[START OF Text excerpt]

Tax Tip for Military Families 
Alright, troops, listen up!

Been deployed to a hostile fire zone for part of the last year? Did you qualify for the combat zone income tax exclusion?

If so, then check out the W-2 you get from Uncle Sam. You can do that on MyPay. Chances are pretty good your adjusted gross income is artificially low. Yeah, you got paid for the duty. But your TAXABLE wages are artificially low for being in a combat zone.

That being the case, you may be able to qualify for the Saver's Credit.

That means the government will give you free money (in the form of a tax credit) for saving for retirement.

From the IRS's Web site:

The saver’s credit can be claimed by:

Married couples filing jointly with incomes up to $53,000 in 2008 or $55,500 in 2009;
Heads of Household with incomes up to $39,750 in 2008 or $41,625 in 2009; and
Married individuals filing separately and singles with incomes up to $26,500 in 2008 or $27,750 in 2009.

[END OF Text excerpt]
[START OF Data section]

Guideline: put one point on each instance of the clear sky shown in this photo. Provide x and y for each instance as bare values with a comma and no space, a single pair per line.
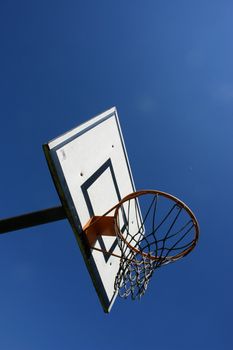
167,66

[END OF Data section]

What is needed: Reproduce word for word the passage of the military tax tip from "Tax Tip for" up to and including "the Saver's Credit.". The lines that come after the text have no connection to it.

Result of the exercise:
Tax Tip for Military Families 
Alright, troops, listen up!

Been deployed to a hostile fire zone for part of the last year? Did you qualify for the combat zone income tax exclusion?

If so, then check out the W-2 you get from Uncle Sam. You can do that on MyPay. Chances are pretty good your adjusted gross income is artificially low. Yeah, you got paid for the duty. But your TAXABLE wages are artificially low for being in a combat zone.

That being the case, you may be able to qualify for the Saver's Credit.